* [EXTRAIT DE PAGE]
= = =

Pour le reste, l’antiaméricanisme n’est souvent qu’une antipathie instinctive envers la puissance, un rejet stérile qui finit presque toujours par se muer en soumission.
Ne pas en être conscient, c’est continuer à errer dans le brouillard.
L’Amérique souffre avant tout d’un trouble de l’âme et de la psychologie.
Son idéologie, née au XVIIe siècle, repose sur un mythe fondateur : le parricide.
Elle se construit autour de l’utopie de la Terre Promise, nourrie par le moralisme et la pulsion régénératrice de l’Ancien Testament, le tout formulé dans un matérialisme simpliste et brutal — mais terriblement efficace.
C’est le triomphe discret de la vulgarité.
Voilà le véritable ressort de la domination américaine, bien plus que l’impérialisme au sens strict.

= = =

* [DONNÉES FOURNIES]
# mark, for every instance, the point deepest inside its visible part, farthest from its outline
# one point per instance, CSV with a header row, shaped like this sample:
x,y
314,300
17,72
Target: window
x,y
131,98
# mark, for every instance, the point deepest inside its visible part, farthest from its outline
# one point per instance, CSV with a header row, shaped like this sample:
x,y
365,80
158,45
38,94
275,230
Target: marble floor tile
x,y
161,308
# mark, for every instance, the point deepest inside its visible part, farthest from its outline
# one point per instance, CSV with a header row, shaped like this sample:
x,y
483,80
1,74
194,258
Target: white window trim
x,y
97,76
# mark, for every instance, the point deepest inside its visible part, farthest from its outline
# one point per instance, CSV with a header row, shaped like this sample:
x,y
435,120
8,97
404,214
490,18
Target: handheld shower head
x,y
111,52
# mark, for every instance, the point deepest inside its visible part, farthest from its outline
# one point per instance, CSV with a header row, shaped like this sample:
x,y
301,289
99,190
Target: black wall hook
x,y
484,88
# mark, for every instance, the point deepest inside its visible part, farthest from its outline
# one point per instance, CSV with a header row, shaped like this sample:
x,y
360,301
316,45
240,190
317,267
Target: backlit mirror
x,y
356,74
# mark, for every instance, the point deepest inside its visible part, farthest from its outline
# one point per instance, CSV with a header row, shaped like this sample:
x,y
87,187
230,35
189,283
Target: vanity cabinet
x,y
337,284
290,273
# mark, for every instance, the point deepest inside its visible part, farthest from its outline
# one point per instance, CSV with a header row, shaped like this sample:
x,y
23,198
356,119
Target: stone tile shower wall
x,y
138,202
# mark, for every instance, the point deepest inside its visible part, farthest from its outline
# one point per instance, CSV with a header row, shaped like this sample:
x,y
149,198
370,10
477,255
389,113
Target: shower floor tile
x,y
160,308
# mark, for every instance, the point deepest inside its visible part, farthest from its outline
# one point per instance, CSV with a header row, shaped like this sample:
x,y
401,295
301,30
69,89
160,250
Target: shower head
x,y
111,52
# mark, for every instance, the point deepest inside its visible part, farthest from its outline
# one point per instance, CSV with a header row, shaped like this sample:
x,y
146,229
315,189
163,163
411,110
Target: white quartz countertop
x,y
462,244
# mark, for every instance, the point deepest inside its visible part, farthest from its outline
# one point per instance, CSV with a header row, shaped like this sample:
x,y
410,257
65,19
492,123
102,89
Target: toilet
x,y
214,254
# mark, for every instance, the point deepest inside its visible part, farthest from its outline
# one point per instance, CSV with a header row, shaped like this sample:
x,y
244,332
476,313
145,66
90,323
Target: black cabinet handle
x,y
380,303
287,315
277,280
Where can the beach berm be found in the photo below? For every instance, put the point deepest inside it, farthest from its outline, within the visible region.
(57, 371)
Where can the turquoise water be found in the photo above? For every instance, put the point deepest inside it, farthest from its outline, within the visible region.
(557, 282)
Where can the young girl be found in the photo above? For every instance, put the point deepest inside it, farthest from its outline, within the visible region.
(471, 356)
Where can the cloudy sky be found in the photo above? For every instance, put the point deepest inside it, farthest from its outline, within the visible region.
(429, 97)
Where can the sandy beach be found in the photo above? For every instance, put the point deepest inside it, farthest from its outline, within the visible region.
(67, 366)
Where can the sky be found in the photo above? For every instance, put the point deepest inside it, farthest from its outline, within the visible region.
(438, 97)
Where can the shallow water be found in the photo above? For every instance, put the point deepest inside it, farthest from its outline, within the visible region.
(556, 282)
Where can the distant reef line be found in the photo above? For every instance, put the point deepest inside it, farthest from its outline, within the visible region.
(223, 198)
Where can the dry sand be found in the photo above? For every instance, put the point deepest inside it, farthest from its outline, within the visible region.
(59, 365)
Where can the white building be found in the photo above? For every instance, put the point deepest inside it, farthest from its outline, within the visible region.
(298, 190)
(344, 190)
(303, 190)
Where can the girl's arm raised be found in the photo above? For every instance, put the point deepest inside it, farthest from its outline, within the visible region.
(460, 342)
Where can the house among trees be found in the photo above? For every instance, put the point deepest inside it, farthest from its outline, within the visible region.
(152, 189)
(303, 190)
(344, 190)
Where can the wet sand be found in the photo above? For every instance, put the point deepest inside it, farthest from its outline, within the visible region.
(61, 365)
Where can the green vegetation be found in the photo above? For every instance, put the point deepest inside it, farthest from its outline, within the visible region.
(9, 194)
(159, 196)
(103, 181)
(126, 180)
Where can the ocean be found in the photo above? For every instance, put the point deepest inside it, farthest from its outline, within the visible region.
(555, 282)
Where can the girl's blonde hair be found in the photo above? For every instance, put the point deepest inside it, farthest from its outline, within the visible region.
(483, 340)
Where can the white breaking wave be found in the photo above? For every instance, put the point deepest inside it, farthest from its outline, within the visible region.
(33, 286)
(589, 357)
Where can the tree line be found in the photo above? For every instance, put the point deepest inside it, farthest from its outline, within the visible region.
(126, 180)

= = =

* [CONSIGNE 1] Traduisez en anglais cette phrase de l’extrait de page : « L’Amérique souffre avant tout d’un trouble de l’âme et de la psychologie. »
* [CONSIGNE 2] Modifiez le passage de l’extrait de page qui commence aux mots « L’Amérique souffre avant » et s’achève après « fondateur : le parricide. » : remplacez « mythe fondateur » par « récit fondateur ».

* [RÉPONSE 1] America suffers above all from a disorder of the soul and of the psyche.

* [RÉPONSE 2]
L’Amérique souffre avant tout d’un trouble de l’âme et de la psychologie.
Son idéologie, née au XVIIe siècle, repose sur un récit fondateur : le parricide.